■ **YOUR GOAL**: Swap "metal drain cover" for "iron drain cover" in the records from the line containing "crowd in the photo below." through the end of the records, leaving everything else the same.
___ RECORDS PROVIDED ___
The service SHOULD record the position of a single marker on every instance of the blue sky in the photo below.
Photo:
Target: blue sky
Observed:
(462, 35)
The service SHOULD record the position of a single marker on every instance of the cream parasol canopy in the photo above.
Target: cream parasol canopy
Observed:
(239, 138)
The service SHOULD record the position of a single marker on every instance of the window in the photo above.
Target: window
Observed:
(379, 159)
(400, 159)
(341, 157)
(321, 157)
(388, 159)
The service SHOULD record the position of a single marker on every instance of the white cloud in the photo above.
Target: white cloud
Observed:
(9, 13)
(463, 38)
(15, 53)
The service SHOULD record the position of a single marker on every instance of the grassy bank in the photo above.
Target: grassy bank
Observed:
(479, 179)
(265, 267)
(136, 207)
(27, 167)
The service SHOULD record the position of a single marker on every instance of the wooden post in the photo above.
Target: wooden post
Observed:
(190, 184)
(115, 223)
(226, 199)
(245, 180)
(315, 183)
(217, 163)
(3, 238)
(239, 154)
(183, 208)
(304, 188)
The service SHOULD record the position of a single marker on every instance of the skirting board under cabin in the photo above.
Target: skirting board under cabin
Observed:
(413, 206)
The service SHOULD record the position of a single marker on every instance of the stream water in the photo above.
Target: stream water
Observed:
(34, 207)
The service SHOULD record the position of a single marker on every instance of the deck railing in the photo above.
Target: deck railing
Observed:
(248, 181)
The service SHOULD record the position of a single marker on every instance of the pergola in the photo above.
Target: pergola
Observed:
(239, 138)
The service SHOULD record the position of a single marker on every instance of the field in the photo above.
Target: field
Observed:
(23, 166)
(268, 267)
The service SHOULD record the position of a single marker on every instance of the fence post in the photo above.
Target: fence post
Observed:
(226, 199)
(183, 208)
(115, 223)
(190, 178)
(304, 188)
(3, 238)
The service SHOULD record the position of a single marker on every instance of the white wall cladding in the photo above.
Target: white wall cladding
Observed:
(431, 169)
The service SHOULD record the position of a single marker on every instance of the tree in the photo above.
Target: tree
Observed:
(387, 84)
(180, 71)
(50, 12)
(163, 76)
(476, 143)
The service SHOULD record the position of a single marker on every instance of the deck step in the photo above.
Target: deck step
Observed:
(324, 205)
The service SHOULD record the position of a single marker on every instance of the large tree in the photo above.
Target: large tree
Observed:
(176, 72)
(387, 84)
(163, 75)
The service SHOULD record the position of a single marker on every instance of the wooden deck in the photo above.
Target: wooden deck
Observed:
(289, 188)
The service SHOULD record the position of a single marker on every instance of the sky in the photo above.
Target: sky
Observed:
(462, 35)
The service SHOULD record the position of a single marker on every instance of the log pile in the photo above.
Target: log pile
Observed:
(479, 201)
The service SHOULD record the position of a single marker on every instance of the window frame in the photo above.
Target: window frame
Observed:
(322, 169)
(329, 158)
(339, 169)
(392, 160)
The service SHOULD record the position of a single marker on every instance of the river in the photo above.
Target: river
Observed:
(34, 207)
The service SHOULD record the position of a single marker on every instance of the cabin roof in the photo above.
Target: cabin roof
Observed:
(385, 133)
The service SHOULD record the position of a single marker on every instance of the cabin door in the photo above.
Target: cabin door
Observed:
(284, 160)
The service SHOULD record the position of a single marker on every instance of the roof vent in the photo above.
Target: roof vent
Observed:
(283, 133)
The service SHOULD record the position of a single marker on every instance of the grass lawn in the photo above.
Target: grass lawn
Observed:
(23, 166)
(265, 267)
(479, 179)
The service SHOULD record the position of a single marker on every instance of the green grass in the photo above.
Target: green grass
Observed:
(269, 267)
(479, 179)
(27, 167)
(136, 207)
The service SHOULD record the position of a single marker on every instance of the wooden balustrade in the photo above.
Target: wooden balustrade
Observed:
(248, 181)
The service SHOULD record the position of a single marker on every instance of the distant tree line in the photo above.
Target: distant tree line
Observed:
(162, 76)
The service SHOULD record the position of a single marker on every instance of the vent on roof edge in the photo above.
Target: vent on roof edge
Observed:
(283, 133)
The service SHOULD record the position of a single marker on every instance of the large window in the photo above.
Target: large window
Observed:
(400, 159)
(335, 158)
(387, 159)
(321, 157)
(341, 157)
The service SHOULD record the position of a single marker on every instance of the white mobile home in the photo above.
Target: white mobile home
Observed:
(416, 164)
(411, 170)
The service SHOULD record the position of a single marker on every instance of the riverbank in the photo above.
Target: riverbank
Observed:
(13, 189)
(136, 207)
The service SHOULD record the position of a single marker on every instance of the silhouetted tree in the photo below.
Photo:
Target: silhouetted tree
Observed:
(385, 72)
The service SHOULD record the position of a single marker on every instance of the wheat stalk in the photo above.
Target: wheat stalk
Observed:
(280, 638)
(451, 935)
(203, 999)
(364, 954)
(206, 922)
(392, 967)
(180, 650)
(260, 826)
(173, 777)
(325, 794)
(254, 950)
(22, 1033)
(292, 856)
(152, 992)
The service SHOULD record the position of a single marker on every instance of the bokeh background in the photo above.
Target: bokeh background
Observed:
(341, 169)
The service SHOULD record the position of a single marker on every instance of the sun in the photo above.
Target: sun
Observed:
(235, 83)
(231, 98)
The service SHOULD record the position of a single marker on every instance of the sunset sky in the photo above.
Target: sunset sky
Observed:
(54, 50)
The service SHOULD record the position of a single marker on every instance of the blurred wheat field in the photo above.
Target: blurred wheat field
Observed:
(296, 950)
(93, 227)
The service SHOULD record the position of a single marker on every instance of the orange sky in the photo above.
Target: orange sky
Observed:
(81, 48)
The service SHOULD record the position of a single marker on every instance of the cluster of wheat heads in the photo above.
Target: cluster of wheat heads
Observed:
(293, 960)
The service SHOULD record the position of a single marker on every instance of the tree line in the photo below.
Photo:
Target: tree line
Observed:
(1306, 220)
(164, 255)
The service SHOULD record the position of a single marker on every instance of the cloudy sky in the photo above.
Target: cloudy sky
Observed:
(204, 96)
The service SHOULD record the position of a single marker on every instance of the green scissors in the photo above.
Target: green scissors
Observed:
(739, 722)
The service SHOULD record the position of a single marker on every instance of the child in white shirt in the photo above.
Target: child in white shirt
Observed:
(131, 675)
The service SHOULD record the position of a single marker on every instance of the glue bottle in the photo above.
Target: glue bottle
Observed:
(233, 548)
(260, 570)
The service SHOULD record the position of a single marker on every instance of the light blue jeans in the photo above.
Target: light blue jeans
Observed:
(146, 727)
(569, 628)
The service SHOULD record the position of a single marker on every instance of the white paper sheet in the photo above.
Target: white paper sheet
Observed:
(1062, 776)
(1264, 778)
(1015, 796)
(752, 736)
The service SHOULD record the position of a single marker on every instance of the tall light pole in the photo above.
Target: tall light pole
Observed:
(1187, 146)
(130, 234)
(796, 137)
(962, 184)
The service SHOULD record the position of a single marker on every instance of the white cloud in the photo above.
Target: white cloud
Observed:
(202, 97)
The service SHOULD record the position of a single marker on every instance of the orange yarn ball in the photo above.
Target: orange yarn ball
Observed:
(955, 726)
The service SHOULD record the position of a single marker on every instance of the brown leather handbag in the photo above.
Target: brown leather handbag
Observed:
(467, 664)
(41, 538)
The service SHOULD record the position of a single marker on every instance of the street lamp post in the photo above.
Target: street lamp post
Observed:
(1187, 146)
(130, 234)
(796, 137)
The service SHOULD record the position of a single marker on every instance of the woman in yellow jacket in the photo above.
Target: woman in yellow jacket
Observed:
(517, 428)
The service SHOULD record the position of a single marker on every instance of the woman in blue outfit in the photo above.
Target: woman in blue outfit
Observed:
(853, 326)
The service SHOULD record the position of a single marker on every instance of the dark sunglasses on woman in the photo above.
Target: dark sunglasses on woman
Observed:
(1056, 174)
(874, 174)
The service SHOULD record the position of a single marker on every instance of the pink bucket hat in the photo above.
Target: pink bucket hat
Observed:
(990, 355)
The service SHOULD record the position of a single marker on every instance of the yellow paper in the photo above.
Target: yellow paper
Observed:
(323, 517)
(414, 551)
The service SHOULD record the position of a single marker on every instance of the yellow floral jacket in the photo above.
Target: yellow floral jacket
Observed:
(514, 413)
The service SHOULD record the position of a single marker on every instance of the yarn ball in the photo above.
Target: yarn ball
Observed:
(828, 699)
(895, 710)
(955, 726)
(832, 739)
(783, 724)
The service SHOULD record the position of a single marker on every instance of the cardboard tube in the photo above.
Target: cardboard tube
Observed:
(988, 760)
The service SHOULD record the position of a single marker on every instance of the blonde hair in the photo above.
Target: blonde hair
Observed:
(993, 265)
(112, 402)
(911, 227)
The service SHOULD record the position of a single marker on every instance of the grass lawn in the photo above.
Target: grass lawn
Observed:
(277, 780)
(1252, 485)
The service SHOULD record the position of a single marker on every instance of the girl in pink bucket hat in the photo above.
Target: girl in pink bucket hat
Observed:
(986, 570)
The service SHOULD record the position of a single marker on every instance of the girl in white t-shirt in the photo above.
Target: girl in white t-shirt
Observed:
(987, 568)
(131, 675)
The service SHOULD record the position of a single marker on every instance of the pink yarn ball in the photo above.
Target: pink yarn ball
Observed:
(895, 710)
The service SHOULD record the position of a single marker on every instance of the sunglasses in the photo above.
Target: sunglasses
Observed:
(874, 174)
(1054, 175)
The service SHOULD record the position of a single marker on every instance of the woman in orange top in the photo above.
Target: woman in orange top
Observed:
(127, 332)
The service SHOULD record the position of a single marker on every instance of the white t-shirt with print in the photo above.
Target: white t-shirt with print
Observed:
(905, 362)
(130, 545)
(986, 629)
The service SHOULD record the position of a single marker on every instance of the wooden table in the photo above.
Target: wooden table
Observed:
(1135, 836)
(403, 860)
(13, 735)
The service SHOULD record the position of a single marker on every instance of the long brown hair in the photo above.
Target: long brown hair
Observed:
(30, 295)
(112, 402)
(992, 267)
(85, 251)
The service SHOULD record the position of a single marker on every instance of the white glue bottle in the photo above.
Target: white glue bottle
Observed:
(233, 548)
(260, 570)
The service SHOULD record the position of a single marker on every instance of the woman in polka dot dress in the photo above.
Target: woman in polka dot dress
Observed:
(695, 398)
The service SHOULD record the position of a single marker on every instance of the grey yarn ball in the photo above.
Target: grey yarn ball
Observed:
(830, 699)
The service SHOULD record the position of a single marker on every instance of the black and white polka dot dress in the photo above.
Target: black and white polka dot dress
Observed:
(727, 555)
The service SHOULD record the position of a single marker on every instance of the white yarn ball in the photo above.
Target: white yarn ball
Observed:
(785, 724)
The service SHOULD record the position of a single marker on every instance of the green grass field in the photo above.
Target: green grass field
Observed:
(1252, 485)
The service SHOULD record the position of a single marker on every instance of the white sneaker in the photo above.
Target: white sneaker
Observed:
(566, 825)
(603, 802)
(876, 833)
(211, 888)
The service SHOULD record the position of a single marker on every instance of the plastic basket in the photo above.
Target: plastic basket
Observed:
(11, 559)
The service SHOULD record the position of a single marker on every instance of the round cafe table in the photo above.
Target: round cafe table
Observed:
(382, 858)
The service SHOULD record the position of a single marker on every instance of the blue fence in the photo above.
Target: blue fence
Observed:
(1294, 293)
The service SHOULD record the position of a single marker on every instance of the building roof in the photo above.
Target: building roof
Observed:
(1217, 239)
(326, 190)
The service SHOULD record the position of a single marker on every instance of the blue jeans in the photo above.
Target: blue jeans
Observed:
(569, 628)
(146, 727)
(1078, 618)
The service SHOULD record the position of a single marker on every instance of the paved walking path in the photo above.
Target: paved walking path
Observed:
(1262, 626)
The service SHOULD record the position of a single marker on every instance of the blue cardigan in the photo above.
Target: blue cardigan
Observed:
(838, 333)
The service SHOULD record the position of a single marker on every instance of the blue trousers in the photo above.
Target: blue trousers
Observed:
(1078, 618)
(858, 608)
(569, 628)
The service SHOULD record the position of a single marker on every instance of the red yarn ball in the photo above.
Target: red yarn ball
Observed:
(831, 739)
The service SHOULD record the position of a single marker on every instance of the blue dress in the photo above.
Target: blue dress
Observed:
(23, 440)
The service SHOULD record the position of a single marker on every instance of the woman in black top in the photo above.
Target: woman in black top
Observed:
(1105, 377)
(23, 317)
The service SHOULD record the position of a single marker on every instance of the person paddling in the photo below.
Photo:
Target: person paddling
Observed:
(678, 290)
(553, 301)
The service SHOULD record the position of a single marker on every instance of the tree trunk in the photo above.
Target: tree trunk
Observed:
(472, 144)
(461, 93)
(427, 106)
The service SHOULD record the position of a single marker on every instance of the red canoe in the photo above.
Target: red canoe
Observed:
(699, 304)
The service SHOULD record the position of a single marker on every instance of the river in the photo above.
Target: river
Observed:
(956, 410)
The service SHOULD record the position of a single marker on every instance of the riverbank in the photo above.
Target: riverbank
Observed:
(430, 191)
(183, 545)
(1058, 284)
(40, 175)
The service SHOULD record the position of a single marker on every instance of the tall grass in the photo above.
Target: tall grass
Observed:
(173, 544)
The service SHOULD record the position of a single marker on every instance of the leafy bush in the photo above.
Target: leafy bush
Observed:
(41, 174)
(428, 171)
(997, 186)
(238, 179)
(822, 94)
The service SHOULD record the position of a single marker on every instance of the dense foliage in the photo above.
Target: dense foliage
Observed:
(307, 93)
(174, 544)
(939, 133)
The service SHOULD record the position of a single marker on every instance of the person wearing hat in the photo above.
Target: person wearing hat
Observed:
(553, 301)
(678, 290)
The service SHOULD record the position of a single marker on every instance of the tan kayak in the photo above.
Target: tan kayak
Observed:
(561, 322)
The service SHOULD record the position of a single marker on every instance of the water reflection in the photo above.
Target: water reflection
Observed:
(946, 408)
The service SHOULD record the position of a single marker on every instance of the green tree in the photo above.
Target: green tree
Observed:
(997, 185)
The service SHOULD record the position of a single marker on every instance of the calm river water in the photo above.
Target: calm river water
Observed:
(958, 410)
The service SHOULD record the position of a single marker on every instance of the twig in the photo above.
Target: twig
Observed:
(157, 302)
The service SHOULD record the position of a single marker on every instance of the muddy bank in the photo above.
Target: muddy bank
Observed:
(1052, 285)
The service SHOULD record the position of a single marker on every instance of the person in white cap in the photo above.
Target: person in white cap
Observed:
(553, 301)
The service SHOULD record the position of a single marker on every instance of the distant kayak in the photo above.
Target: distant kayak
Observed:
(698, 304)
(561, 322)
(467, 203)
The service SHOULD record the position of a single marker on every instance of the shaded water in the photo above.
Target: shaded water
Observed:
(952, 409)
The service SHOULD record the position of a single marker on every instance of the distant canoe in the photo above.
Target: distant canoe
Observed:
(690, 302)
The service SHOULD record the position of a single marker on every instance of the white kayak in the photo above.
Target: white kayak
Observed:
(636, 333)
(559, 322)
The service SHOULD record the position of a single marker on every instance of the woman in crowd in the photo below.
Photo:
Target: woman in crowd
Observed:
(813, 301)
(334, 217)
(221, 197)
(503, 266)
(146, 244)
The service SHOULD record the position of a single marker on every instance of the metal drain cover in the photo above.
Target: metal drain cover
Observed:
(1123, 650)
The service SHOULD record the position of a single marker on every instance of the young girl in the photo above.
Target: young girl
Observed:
___
■ **SOLUTION**:
The service SHOULD record the position of a single marker on every instance of the woman in crowd in the photo below.
Photo:
Target: woman in crowd
Observed:
(813, 301)
(334, 217)
(221, 197)
(503, 266)
(146, 244)
The service SHOULD record the position of a single marker on every instance of the iron drain cover in the photo above.
Target: iron drain cover
Observed:
(1123, 650)
The service SHOULD record the position of a single marker on every instance of the young girl in the photo above.
Target: young girl
Observed:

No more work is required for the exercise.